● REQUIRED ACTION:
Find each line below that contains the string "loose", matching case, and copy those lines.

● DATASET EXCERPTS:
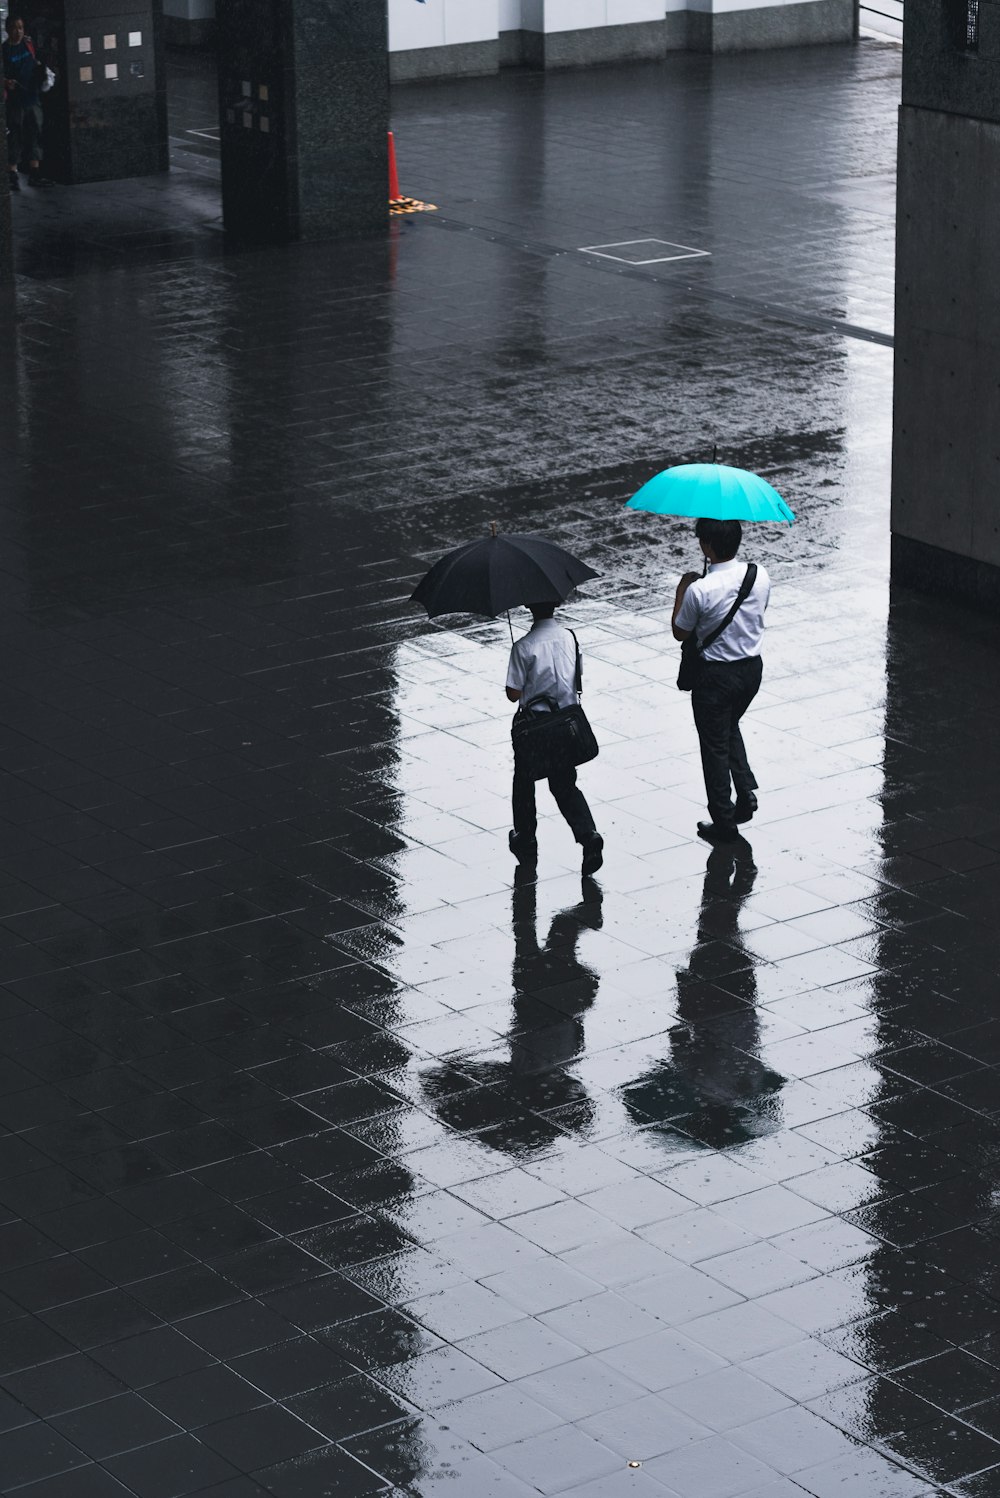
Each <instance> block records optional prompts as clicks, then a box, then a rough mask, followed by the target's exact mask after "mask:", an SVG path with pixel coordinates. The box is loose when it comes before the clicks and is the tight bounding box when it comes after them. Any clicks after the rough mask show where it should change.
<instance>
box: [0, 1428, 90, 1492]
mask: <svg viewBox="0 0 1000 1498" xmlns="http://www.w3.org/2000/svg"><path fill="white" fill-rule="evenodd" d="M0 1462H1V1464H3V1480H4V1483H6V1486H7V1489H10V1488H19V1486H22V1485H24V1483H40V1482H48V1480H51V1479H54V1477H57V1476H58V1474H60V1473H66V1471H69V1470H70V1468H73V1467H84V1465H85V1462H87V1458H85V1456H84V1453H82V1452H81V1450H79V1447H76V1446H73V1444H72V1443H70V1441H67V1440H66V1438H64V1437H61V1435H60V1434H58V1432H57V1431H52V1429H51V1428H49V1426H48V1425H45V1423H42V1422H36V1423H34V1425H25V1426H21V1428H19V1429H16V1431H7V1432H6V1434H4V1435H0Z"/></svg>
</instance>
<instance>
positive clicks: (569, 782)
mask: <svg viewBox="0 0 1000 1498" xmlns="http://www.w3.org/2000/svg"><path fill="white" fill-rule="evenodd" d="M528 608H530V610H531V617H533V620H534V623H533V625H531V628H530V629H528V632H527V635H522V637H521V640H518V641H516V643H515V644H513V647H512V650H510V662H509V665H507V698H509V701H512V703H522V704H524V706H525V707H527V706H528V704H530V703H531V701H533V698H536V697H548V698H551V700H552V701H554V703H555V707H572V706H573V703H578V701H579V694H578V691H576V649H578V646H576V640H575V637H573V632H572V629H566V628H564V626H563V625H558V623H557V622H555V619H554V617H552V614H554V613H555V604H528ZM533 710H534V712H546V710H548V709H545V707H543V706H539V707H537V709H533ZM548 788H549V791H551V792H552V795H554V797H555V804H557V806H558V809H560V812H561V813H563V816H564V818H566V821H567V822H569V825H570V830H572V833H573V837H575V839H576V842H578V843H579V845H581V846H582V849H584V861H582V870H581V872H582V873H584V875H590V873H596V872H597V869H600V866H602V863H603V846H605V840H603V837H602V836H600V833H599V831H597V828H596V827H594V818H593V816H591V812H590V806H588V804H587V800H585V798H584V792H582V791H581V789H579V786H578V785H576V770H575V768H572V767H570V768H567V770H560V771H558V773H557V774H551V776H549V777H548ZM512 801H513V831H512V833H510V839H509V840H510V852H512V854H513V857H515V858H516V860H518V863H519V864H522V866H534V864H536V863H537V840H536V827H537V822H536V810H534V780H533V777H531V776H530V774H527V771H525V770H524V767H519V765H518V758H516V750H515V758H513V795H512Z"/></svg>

==

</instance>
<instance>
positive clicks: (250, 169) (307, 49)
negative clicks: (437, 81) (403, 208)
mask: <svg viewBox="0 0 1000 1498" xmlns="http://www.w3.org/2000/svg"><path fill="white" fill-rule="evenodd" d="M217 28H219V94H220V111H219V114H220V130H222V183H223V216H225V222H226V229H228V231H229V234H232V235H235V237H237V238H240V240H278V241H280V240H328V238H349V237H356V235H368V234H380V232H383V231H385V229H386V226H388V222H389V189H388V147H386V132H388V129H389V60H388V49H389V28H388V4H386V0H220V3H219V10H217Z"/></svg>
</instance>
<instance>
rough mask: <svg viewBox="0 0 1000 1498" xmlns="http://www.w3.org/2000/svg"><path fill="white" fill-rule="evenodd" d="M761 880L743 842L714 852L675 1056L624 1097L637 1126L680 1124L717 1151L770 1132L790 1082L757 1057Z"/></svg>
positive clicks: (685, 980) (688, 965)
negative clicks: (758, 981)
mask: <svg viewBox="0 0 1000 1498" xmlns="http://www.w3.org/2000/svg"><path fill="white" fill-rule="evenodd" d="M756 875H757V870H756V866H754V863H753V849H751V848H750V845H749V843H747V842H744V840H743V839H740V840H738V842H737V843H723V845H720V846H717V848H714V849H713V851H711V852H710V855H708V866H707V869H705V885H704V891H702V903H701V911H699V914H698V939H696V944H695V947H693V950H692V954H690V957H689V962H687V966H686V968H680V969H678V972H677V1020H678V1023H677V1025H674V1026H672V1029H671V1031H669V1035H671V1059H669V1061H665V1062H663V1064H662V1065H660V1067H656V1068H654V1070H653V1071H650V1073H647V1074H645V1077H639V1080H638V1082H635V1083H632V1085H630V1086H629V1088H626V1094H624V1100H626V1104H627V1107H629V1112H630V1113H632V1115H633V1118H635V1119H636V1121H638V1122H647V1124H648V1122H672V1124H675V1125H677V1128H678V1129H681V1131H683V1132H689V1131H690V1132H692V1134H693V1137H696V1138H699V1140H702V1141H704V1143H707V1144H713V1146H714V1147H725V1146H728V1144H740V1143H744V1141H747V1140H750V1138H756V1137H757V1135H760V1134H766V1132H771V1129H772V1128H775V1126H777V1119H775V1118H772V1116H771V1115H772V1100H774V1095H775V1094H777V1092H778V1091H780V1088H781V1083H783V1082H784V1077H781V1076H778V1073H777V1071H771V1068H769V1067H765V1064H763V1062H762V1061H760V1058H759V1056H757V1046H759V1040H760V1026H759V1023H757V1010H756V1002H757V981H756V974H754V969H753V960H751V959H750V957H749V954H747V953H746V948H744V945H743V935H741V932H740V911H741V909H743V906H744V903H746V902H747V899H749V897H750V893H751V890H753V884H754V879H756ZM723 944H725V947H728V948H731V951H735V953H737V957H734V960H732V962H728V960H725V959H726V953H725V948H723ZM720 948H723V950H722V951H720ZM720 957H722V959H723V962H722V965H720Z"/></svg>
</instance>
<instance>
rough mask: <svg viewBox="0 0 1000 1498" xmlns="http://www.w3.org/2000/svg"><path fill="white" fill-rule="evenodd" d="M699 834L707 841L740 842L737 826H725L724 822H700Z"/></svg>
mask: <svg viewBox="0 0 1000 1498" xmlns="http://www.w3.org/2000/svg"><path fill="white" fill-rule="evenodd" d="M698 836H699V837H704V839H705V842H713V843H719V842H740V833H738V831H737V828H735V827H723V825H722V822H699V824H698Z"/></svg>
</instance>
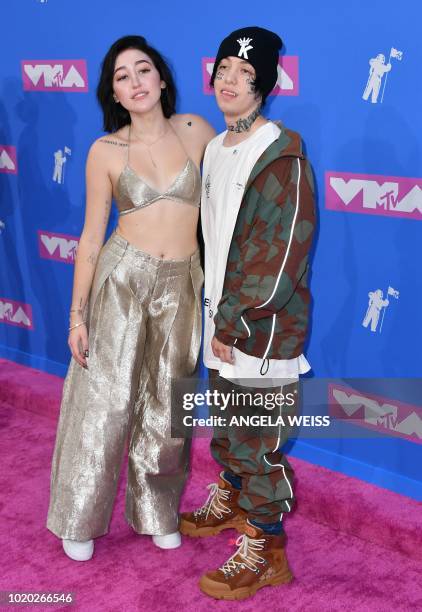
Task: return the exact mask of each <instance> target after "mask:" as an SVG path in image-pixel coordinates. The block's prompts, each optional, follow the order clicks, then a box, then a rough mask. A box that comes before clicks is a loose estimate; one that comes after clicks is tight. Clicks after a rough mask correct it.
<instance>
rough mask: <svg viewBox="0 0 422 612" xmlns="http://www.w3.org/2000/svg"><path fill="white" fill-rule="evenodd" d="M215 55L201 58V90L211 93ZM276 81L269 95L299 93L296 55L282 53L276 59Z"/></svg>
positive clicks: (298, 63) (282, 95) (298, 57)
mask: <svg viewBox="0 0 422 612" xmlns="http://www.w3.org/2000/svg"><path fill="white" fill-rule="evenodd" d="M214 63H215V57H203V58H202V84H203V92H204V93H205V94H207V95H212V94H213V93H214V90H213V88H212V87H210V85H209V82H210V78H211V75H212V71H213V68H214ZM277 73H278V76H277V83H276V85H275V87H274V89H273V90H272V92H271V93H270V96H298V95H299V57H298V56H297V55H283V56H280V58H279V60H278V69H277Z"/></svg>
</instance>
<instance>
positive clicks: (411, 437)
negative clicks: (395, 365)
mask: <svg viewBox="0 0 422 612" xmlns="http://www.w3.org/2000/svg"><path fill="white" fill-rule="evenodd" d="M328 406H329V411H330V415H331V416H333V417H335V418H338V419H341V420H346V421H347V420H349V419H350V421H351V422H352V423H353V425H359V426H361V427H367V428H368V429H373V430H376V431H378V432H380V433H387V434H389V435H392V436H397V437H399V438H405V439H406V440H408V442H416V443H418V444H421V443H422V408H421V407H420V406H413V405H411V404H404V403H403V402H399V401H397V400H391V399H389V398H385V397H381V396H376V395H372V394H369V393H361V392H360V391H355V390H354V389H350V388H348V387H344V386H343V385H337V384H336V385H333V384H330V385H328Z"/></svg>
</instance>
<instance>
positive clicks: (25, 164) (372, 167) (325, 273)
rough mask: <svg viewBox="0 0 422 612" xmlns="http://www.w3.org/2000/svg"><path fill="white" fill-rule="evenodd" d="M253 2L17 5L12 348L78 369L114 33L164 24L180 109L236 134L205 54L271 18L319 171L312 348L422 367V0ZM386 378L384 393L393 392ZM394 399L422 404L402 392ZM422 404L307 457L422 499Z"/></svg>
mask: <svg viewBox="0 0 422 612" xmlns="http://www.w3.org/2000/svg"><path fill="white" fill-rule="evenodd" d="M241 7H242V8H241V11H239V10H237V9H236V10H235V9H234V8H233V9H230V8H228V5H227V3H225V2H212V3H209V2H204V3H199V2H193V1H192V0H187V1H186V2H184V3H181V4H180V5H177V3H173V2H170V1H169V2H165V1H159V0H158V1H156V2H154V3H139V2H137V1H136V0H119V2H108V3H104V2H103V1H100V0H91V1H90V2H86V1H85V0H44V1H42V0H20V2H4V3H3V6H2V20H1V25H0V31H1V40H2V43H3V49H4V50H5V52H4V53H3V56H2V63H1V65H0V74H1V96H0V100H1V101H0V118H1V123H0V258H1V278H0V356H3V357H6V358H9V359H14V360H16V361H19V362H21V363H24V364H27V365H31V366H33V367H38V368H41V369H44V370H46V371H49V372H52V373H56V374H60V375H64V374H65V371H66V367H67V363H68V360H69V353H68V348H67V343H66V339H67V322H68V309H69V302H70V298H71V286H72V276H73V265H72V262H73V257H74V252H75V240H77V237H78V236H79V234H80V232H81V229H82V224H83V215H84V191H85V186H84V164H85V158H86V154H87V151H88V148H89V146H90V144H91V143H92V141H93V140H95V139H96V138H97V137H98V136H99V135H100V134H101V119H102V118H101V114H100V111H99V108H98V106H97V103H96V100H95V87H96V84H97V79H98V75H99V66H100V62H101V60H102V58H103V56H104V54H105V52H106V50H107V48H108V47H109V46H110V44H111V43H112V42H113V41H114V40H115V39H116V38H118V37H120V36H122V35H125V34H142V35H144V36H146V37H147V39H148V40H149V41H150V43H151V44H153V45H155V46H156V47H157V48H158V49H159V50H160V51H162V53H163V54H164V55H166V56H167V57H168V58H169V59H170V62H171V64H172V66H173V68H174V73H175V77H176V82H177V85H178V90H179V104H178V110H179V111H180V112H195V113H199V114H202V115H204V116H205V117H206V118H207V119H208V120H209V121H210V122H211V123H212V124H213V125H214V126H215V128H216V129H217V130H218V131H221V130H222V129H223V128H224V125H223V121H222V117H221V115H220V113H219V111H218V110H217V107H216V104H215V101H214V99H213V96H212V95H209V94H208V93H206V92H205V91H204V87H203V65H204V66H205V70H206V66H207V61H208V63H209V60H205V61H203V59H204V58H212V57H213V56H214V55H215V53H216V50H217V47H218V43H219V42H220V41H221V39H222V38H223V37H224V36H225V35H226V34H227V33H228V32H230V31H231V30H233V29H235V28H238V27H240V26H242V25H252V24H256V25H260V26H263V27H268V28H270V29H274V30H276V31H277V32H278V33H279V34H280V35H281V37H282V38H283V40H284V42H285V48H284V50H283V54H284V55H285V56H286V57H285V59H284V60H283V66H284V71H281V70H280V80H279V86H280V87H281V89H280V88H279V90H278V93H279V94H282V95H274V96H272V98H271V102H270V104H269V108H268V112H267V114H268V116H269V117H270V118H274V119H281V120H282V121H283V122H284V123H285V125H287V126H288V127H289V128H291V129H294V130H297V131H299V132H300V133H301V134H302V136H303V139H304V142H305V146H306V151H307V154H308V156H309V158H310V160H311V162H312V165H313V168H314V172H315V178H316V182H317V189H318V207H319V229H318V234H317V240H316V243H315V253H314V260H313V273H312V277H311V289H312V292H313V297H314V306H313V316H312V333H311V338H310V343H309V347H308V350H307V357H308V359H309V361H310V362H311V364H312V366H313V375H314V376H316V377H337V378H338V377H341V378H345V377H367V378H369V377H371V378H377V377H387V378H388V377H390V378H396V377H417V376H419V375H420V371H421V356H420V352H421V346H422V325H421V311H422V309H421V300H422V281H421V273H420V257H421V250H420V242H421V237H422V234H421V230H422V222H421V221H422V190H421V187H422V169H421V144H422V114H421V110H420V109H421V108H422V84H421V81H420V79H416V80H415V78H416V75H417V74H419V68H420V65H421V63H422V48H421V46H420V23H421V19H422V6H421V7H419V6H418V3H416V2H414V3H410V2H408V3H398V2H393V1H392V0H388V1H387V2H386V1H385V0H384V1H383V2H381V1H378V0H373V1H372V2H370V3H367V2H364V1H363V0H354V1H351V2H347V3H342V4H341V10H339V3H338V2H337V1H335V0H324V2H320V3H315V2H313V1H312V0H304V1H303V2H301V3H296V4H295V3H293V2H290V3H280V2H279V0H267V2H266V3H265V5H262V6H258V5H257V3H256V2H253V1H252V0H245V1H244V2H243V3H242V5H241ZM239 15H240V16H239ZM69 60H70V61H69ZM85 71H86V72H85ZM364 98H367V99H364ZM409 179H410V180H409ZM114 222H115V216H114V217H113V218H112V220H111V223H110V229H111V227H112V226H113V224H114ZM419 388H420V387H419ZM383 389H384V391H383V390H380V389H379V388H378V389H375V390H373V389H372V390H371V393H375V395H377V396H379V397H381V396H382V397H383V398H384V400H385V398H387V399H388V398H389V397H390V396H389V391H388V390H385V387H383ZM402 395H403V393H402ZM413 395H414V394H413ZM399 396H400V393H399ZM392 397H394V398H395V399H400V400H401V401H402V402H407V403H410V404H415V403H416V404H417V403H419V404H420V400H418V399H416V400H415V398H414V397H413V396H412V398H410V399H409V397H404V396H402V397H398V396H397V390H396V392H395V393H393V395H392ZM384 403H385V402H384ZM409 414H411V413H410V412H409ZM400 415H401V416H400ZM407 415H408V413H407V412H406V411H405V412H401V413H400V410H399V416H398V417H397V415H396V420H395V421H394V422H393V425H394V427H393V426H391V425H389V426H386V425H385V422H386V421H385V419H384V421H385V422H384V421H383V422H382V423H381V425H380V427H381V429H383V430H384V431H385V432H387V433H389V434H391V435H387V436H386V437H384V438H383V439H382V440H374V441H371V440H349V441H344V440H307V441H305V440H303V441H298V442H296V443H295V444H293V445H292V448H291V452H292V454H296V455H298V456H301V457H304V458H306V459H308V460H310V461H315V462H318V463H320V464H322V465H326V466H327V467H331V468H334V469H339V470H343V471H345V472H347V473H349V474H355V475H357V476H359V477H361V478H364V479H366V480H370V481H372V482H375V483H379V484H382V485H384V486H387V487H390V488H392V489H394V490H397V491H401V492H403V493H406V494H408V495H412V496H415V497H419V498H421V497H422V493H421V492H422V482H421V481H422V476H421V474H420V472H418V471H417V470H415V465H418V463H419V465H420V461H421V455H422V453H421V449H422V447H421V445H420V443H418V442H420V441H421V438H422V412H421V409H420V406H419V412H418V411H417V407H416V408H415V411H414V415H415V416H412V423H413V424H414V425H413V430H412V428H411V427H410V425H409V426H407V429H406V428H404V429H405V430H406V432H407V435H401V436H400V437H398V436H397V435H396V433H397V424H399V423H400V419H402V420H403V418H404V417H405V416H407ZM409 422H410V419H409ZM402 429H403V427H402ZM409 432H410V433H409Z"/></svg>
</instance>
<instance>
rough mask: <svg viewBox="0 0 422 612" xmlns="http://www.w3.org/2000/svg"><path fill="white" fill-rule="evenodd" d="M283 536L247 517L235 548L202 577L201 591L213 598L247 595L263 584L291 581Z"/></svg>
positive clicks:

==

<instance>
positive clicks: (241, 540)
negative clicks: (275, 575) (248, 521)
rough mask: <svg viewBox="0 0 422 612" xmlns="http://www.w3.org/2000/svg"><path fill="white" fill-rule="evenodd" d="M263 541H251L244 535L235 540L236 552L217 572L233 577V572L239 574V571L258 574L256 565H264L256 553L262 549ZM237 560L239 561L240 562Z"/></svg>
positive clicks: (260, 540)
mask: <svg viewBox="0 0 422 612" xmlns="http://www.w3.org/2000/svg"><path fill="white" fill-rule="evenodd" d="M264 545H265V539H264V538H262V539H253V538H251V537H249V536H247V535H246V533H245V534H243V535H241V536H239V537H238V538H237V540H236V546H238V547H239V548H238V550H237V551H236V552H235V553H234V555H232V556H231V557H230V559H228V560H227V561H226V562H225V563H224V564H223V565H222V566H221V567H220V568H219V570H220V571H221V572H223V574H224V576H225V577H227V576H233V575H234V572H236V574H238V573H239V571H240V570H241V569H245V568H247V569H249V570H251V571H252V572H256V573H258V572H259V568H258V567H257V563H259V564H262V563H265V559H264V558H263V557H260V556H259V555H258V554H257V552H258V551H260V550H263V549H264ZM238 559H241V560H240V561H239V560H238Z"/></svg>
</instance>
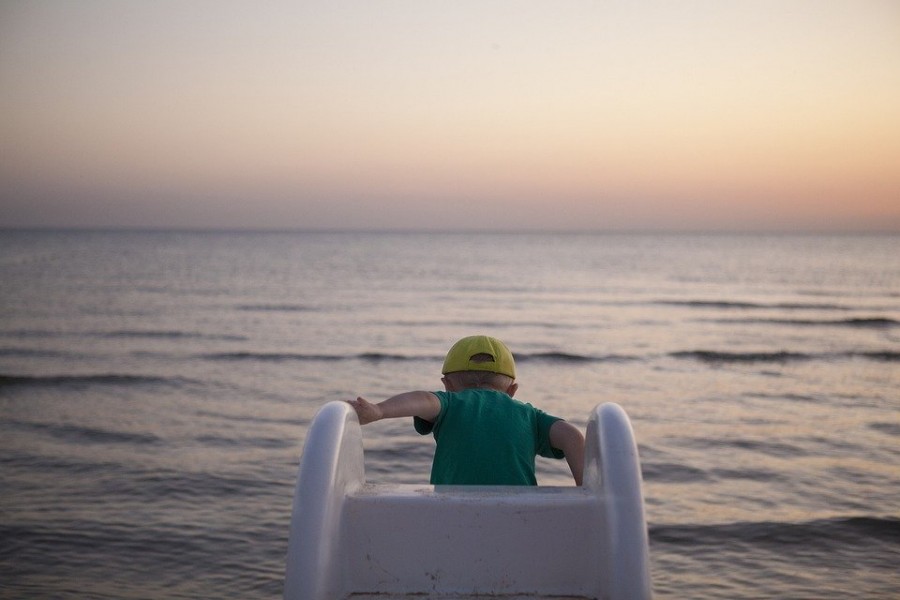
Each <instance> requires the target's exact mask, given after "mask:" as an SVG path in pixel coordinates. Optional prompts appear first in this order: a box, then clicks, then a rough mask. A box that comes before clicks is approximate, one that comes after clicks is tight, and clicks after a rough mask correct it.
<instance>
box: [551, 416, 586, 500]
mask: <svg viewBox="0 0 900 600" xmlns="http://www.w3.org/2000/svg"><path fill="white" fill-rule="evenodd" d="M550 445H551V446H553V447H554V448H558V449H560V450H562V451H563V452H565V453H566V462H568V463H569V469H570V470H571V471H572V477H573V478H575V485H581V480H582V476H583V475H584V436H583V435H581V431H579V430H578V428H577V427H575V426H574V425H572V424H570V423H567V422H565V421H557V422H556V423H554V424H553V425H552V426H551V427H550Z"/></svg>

● TASK OUTPUT:
Each <instance> block records optional prompts as clicks, then a box, then a rough mask, followed by the target's exact mask after "mask:", an SVG path with pixel coordinates. The box is loose when it comes before the clicks and is the tight bounding box when it comes after them. Any clicks after the rough mask show where it should change.
Task: return the exact mask of each <instance> target after "mask:" as an SVG path in image-pixel coordinates. The block's prompts, each optional, follow the order clicks, then a box, then a rough mask. A box that comes before clicks is a loose estimate; one that comes after clicks is tight. Clicks after a rough mask correct it.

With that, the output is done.